## SHORT PROBLEM
Find every line in the records below that contains the word "instance", treating uppercase and lowercase letters as different, and copy each of those lines.

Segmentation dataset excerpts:
┄┄┄┄┄┄

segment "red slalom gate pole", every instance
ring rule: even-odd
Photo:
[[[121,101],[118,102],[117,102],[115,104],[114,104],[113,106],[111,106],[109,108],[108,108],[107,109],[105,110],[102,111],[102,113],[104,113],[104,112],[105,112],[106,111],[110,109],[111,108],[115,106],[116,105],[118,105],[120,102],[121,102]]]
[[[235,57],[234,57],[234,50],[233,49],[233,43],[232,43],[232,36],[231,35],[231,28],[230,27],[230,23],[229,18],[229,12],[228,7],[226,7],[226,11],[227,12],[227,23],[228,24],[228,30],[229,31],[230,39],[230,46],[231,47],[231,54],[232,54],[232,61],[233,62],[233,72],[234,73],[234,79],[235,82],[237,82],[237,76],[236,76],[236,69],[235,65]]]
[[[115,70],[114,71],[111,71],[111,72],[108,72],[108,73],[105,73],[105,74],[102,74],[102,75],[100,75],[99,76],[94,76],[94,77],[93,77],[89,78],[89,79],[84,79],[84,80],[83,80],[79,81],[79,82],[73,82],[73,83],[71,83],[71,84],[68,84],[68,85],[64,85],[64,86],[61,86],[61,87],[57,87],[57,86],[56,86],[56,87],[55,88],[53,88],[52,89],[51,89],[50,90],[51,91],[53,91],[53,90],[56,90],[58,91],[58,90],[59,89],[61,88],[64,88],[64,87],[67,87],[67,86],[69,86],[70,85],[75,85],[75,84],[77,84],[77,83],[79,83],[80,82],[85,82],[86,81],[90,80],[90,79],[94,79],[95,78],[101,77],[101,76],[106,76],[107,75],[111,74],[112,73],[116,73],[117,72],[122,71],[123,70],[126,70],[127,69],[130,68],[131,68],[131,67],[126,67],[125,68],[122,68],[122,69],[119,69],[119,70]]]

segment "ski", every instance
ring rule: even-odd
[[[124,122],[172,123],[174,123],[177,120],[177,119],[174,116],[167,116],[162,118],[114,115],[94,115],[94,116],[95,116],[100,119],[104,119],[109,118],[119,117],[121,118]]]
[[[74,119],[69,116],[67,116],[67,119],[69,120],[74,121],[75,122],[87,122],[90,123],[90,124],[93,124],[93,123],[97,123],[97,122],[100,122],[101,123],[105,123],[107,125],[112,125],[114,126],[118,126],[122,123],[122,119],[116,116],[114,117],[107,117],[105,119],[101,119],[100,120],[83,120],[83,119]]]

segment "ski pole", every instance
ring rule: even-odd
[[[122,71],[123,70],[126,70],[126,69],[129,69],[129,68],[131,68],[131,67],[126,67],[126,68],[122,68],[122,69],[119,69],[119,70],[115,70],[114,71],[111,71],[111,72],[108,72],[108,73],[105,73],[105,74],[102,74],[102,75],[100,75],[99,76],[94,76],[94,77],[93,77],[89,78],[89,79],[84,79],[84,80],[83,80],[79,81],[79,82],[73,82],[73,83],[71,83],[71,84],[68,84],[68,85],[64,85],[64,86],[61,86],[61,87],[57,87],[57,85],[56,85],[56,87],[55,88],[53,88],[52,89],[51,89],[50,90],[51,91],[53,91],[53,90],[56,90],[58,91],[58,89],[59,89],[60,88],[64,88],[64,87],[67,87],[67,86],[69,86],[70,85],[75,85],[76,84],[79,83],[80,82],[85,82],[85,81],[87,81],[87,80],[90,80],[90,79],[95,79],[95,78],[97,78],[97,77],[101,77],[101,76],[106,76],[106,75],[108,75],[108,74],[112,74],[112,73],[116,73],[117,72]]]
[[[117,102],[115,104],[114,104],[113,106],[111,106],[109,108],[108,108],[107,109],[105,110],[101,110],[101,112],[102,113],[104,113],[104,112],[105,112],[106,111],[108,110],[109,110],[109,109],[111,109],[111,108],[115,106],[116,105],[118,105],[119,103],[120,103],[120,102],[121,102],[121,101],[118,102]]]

┄┄┄┄┄┄

## RESULT FOR THIS EXERCISE
segment "red slalom gate pole", every instance
segment "ski", every instance
segment "ski pole", every instance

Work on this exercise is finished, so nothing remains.